◆ **What is asked**
Give the items below, from the start through the line that contains "top-left (300, 0), bottom-right (310, 38)" inclusive, as a two-column CSV with the columns item_text and answer, one row per item holding its text and its answer. Enclose each field in double quotation marks, and replace line breaks with spaces.

──────── Information supplied ────────

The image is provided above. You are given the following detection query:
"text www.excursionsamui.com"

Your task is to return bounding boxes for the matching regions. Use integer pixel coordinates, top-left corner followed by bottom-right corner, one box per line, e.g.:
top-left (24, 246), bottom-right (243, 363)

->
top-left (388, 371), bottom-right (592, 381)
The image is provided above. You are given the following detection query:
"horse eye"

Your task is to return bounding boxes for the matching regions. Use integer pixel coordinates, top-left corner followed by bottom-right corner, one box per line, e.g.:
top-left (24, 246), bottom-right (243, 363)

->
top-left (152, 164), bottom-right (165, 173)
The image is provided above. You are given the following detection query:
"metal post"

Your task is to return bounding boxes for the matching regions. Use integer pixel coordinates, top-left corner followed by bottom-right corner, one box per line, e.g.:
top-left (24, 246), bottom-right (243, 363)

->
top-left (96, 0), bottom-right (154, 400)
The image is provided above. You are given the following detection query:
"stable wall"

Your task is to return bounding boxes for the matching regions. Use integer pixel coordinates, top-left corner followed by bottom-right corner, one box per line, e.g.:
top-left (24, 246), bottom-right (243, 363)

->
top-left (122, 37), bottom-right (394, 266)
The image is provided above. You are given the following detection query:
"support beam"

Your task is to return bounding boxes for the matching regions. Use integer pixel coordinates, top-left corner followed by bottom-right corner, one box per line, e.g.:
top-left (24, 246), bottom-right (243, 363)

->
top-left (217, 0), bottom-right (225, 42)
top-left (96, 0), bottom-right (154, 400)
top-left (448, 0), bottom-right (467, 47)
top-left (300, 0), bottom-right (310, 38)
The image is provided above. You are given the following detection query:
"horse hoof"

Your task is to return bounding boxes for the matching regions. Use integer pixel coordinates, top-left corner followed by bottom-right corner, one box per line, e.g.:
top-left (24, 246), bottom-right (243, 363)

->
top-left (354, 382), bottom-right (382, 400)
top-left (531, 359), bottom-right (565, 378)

────────

◆ **Complete answer**
item_text,answer
"The image is provided above. You are given the following detection query: ""text www.excursionsamui.com"" Your task is to return bounding boxes for the matching regions. Use integer pixel coordinates, top-left corner followed by bottom-right corner, one box per line, e.g.: top-left (24, 246), bottom-right (243, 363) ->","top-left (388, 371), bottom-right (592, 381)"
"The image is provided above. You are given the following detection query: ""horse eye"" Your task is to return bounding boxes for the matching regions. Use integer pixel coordinates, top-left corner followed by bottom-right corner, one box per line, e.g.: top-left (24, 246), bottom-right (243, 363) ->","top-left (152, 164), bottom-right (165, 173)"
"The image is provided above. You are given the following detection query: ""metal post"" Your task is to return bounding boxes for the matching regions. Use integer pixel coordinates, top-left corner followed by bottom-right corner, one box per line, e.g.: top-left (24, 246), bottom-right (243, 363) ->","top-left (96, 0), bottom-right (154, 400)"
"The image is provided above. You are given the following detection query: ""stable wall"" Your task is to return bounding boxes for the matching regions. Use integer pixel coordinates, top-left corner followed by bottom-right corner, one box per line, e.g.: top-left (24, 246), bottom-right (243, 363) ->","top-left (122, 37), bottom-right (394, 266)"
"The image is provided above. You are given the following detection query: ""support beam"" Your task is to return bounding boxes for the matching regions. Use integer pixel coordinates, top-left corner followed by bottom-right corner, one box per line, e.g.: top-left (24, 246), bottom-right (243, 363) ->","top-left (217, 0), bottom-right (225, 42) top-left (96, 0), bottom-right (154, 400) top-left (448, 0), bottom-right (467, 47) top-left (300, 0), bottom-right (310, 38)"